Georgi Lyubenov // googleson78

because Identity () has only one (not containing bottom) value, so it will always be == to itself

Asad Saeeduddin

the fmap implementation never analyzes the a or b, that's guaranteed by the type system. so why would it matter whether I have a Bool or a ()?

Asad Saeeduddin

right. and there is actually only one way to write the fmap function for Identity just based on the types I think

Asad Saeeduddin
forall a b. (a -> b) -> Identity a -> Identity b

If you erase the newtype, that's:

forall a b. (a -> b) -> a -> b

I don't think it's possible to screw that up and still typecheck

Georgi Lyubenov // googleson78

so you wouldn't be testing it for Identity anyway

Georgi Lyubenov // googleson78

but I think this argument can be transferred to something more complex, e.g. Maybe?

Asad Saeeduddin

hmm. with Maybe can't I just return Nothing for the Just case and screw up?

Asad Saeeduddin

if I have that bad implementation, and I'm only ever using ()s for the type parameter to Maybe, i think I'd still catch it

Asad Saeeduddin

Like I said, I actually don't know whether this generalizes, that's why i'm asking. It just sounds like something that might make sense.

Georgi Lyubenov // googleson78

I'd also wager on "it doesn't matter", I'm just trying to "play devil's advocate"

Asad Saeeduddin

yes, that's exactly what i'm looking for, thanks

Asad Saeeduddin

e.g. does something go wrong if we apply this principle to Traversable? Is Identity the only applicative I need to test with?

Georgi Lyubenov // googleson78
listToMaybe :: [a] -> Maybe a

for this using [()] -> Maybe () will never be able to catch that this implementation is "wrong":

listToMaybe [] = Nothing
listToMaybe [x] = Just x
listToMaybe (_:y:_) = Just y
Georgi Lyubenov // googleson78

whereas [Integer] -> Maybe Integer has a chance of doing so

Asad Saeeduddin

like, what's the law we're testing?

Georgi Lyubenov // googleson78

wrong in the sense that it doesn't do the same thing as Data.Maybe.listToMaybe:

  1. if the list is empty, return Nothing
  2. if it isn't, return the first element
Asad Saeeduddin

so the law requires an Eq constraint on a?

Asad Saeeduddin

hmm ok. I guess that's a good counterexample.

Asad Saeeduddin

i'm having some trouble figuring out how to write the law

Asad Saeeduddin

listToMaybe [] = Nothing is law 0

Georgi Lyubenov // googleson78

that's the problem with the example - the law is the implementation itself, basically

Asad Saeeduddin

listToMaybe (x : xs) = Just x

Asad Saeeduddin

i guess that's the second one?

Asad Saeeduddin

this gives us a counterexample for the fmap thing as well I believe

Asad Saeeduddin

for fmap :: (a -> b) -> [a] -> [b] I mean

Georgi Lyubenov // googleson78
fmap _ [] = []
fmap f [x] = [x]
fmap f [x, y] = [f y, f x]
fmap f xs = map f xs
Asad Saeeduddin

hmm, i'm not sure we can actually write that second case

Asad Saeeduddin

yeah, exactly. so that one would be fine if we were looking at ()s all the time

TheMatten

Isn't it that for such type of testing, we want "counting" generator? We don't really care about the content, we care about it's uniqueness and position in resulting value (you can only move value around and apply arguments to it if it's polymorphic, can't you?). Simply spitting out unique values would uncover "moving around" immediately, while random generator could potentially need more runs in case it "accidentally" generates same values in multiple places.
__________________________________________________
**Problems to solve**
**a.** State only the number of lines in the entries that contain the string "hood", treating uppercase and lowercase letters as different.
**b.** Write a continuation of the Haskell testing discussion, picking up after its final message.
The Haskell testing discussion and the entries are independent of each other.

**Items**
__________________________________________________
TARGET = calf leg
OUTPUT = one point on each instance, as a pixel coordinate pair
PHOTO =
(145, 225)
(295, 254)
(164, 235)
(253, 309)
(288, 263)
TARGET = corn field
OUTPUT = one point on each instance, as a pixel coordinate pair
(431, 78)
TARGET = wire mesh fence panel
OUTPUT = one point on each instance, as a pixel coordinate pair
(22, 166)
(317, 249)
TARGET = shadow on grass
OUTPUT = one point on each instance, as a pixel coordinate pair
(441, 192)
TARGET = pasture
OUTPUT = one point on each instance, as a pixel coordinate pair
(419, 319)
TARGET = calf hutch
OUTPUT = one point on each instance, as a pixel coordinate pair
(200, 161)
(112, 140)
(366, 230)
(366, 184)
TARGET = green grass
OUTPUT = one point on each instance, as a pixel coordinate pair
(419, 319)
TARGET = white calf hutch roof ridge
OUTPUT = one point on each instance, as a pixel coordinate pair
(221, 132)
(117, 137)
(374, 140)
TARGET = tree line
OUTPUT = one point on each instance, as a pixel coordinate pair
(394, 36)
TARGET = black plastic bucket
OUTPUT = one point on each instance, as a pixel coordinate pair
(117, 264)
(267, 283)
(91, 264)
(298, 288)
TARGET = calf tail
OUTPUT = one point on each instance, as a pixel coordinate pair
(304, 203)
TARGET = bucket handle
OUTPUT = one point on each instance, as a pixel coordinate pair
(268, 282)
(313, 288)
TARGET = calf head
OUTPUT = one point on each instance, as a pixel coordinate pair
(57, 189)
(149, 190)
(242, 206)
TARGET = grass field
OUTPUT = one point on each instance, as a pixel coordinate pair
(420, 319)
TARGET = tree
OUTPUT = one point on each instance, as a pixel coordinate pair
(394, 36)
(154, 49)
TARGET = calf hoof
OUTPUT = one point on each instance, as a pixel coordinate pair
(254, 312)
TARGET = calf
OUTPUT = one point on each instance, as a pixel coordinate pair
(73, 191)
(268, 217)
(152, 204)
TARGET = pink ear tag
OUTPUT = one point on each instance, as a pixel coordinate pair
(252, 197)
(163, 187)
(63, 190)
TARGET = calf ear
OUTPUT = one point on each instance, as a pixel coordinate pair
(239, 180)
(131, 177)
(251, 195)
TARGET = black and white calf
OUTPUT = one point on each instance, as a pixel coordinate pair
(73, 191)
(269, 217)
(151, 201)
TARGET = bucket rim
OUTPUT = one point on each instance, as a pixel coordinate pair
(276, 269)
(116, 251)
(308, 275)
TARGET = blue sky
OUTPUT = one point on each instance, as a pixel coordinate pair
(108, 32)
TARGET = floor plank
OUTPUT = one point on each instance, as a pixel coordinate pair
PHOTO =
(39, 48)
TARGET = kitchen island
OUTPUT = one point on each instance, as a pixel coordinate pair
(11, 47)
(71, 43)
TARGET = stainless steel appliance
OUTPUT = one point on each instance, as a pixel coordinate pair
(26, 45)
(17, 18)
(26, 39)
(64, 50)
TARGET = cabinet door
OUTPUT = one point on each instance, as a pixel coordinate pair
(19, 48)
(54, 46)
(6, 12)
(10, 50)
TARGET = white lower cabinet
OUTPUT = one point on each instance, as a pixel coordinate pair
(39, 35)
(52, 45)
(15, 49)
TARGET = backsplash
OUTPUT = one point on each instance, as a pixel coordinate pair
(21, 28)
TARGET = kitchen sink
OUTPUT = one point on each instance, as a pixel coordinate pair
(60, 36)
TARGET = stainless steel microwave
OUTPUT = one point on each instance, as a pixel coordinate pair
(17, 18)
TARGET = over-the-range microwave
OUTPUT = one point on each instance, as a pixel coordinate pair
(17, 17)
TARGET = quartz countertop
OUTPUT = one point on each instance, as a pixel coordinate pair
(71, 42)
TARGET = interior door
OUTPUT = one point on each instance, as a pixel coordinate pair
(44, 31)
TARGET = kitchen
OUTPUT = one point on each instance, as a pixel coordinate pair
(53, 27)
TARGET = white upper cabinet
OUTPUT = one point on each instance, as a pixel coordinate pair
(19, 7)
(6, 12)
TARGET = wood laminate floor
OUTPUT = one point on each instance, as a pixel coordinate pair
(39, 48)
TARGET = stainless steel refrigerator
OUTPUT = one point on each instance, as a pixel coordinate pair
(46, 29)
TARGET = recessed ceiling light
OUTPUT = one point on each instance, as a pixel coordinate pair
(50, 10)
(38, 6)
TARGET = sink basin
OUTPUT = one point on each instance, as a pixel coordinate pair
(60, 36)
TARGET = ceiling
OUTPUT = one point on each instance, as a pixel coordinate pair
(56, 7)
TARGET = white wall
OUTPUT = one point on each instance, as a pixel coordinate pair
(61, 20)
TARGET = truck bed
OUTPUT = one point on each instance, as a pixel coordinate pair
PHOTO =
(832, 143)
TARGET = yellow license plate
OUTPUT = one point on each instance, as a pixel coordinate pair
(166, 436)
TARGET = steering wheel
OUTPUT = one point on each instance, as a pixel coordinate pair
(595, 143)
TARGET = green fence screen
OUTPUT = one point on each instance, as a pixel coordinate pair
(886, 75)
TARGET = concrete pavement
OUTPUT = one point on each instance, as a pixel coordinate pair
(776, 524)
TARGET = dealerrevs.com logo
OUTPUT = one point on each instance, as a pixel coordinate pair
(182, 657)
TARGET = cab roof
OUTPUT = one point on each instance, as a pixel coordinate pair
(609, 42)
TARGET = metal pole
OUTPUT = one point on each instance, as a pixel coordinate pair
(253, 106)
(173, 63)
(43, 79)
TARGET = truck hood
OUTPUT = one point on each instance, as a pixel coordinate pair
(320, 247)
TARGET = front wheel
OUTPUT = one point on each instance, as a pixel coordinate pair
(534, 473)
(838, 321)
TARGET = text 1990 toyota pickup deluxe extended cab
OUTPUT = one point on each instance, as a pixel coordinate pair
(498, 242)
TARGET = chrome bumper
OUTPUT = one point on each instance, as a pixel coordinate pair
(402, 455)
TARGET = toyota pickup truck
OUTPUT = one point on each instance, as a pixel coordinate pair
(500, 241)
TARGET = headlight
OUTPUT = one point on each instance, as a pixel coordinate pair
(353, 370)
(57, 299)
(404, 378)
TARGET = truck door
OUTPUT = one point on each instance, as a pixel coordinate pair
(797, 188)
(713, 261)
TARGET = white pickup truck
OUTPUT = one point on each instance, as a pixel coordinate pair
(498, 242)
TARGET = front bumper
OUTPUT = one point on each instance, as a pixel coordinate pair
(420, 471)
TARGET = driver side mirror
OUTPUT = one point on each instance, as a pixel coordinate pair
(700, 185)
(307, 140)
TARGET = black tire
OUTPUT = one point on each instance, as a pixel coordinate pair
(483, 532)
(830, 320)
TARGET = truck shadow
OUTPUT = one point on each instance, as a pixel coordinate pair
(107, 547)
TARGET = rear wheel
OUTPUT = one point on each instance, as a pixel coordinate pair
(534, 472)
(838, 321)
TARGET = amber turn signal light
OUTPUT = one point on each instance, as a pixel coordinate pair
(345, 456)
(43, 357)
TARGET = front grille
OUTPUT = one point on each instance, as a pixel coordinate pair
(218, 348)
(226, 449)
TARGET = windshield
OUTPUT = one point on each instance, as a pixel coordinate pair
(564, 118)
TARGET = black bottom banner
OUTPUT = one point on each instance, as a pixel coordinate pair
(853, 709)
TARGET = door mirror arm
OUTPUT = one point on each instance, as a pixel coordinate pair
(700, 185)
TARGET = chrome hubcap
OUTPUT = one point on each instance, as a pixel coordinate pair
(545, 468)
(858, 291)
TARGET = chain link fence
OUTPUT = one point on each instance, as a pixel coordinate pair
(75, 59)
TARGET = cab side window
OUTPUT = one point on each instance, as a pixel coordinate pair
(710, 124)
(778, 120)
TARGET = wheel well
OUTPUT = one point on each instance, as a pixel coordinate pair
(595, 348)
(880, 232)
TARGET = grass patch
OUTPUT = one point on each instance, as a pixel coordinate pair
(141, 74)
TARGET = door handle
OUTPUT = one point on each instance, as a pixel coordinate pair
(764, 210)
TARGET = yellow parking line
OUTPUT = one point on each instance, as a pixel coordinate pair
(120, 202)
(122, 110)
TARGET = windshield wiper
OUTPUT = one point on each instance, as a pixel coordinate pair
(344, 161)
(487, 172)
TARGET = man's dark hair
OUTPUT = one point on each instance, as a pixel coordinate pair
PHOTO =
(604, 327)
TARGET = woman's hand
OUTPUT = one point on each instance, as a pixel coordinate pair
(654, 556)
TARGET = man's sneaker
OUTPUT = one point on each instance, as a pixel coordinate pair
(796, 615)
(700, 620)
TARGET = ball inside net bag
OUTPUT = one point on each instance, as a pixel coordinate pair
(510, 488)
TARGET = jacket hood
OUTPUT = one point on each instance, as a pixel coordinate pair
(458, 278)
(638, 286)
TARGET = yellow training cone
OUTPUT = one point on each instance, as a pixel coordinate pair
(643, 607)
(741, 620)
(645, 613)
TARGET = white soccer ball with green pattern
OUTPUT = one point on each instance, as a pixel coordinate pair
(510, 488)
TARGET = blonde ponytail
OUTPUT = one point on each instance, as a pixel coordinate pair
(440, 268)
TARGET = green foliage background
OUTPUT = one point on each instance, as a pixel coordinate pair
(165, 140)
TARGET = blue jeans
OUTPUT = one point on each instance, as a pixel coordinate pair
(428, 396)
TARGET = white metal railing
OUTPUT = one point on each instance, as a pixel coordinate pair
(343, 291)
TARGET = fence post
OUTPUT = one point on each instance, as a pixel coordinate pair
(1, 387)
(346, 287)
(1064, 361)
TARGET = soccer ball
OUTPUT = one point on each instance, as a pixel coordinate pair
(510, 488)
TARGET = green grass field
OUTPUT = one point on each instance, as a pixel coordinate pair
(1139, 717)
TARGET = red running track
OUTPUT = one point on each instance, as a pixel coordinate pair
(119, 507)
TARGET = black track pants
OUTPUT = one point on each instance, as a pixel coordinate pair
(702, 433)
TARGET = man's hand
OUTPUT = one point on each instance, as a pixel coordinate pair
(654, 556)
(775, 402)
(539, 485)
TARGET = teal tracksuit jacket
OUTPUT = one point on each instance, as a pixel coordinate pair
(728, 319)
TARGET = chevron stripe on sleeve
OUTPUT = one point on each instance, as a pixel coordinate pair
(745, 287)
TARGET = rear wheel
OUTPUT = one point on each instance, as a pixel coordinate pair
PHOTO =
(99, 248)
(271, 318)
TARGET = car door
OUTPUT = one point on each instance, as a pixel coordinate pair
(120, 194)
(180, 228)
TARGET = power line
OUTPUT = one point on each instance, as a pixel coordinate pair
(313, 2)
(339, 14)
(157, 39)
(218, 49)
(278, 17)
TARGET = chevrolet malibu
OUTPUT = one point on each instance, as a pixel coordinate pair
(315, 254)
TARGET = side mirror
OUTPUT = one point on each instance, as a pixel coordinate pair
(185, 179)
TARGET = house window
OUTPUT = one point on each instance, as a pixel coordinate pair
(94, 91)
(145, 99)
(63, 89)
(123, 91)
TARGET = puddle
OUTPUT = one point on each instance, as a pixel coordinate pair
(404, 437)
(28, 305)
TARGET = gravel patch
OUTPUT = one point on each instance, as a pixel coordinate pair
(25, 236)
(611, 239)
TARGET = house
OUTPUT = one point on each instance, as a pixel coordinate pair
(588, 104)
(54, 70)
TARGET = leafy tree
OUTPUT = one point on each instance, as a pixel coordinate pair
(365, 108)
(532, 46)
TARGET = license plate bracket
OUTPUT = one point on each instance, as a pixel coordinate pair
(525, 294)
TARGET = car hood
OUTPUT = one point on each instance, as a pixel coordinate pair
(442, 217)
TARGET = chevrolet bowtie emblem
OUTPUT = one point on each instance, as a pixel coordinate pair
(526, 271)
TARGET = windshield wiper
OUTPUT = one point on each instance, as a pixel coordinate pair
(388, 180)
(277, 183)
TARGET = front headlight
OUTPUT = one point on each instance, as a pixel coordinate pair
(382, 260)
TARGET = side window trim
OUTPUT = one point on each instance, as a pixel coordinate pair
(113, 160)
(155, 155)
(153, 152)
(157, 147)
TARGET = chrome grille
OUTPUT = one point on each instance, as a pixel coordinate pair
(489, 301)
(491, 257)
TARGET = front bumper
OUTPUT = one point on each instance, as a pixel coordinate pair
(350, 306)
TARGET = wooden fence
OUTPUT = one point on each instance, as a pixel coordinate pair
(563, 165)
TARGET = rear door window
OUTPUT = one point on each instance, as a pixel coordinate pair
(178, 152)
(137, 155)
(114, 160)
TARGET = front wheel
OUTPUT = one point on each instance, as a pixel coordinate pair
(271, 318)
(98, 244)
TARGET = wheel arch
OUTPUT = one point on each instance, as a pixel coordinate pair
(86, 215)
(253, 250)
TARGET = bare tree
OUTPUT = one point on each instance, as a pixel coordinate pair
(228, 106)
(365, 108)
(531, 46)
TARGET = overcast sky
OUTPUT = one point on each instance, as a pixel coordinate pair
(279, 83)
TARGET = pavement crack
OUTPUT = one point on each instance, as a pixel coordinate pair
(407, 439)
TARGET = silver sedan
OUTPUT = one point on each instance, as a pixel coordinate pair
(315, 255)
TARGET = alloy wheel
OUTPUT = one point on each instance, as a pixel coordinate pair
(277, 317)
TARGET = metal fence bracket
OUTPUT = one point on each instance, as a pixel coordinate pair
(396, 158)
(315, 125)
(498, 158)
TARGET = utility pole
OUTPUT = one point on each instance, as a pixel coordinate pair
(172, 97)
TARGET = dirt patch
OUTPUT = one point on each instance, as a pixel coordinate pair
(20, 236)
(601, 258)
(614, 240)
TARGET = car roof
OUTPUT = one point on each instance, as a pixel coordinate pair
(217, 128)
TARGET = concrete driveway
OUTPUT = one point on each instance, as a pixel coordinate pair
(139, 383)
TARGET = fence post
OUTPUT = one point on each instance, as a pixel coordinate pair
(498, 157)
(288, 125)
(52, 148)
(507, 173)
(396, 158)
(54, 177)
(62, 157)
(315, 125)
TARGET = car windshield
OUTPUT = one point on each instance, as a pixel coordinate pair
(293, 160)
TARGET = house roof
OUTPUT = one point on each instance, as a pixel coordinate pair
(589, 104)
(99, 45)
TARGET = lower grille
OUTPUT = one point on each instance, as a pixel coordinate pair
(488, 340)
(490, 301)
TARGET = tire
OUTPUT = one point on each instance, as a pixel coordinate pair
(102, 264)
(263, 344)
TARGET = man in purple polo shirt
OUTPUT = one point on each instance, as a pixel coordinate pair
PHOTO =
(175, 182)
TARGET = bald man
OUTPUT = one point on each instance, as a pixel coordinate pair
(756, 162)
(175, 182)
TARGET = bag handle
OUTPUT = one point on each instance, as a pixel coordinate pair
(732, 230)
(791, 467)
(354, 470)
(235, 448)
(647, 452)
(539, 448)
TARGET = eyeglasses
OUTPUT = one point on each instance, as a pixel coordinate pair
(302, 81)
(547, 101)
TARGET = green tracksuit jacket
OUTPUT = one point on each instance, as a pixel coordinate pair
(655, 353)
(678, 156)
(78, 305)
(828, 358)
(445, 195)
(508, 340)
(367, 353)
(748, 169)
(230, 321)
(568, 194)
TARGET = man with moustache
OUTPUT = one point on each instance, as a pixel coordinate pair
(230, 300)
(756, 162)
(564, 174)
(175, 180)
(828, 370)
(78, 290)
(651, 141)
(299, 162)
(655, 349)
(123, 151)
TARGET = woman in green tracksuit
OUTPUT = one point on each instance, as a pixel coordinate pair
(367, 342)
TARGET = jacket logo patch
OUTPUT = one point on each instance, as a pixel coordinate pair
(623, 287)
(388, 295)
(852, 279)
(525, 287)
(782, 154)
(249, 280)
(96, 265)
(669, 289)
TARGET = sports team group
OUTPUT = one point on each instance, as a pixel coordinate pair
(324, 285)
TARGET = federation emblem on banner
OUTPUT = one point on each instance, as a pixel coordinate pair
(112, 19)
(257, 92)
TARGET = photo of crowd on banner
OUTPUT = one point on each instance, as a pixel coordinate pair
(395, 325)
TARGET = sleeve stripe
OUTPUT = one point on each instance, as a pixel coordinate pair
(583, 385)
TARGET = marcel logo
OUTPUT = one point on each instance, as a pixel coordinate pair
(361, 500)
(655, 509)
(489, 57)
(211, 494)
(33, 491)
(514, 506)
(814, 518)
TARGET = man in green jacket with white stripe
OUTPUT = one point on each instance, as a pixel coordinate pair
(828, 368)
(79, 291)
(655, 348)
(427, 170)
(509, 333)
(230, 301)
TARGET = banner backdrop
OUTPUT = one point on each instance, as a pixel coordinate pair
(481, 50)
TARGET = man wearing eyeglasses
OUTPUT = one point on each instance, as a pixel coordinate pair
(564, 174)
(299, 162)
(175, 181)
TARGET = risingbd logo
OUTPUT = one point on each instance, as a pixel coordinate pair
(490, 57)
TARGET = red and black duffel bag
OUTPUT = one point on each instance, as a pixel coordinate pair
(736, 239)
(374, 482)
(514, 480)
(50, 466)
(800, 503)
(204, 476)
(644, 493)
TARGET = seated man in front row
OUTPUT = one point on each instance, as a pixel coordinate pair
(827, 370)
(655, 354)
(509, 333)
__________________________________________________
**Task responses**
**a.** 3

**b.**
Asad Saeeduddin

very interesting. ok, so now that you've invalidated that hypothesis, how about the "dual" hypothesis: does using a generator that never produces the same thing twice for those type parameters work?

Asad Saeeduddin

@TheMatten you beat me to it!

Georgi Lyubenov // googleson78

(using Const () for testing Traversables should also exhibit the same flaw, I think)

Georgi Lyubenov // googleson78

then you can't test the property of "being a function"

Georgi Lyubenov // googleson78

because you'll never encounter the same x twice

Georgi Lyubenov // googleson78

granted, that is a very weird thing to test

TheMatten

unsafePerformIO stuff may need more than property testing :sweat_smile:

Georgi Lyubenov // googleson78

not only for actual functions:

if you've implemented Map k v as [(k, v)] under the hood, you may want a property that for all Maps, for each k there is at most one v

Sandy Maguire

this thread is too long for me to work through, so at the risk of repeating something already said

Sandy Maguire

no, you still want randomness!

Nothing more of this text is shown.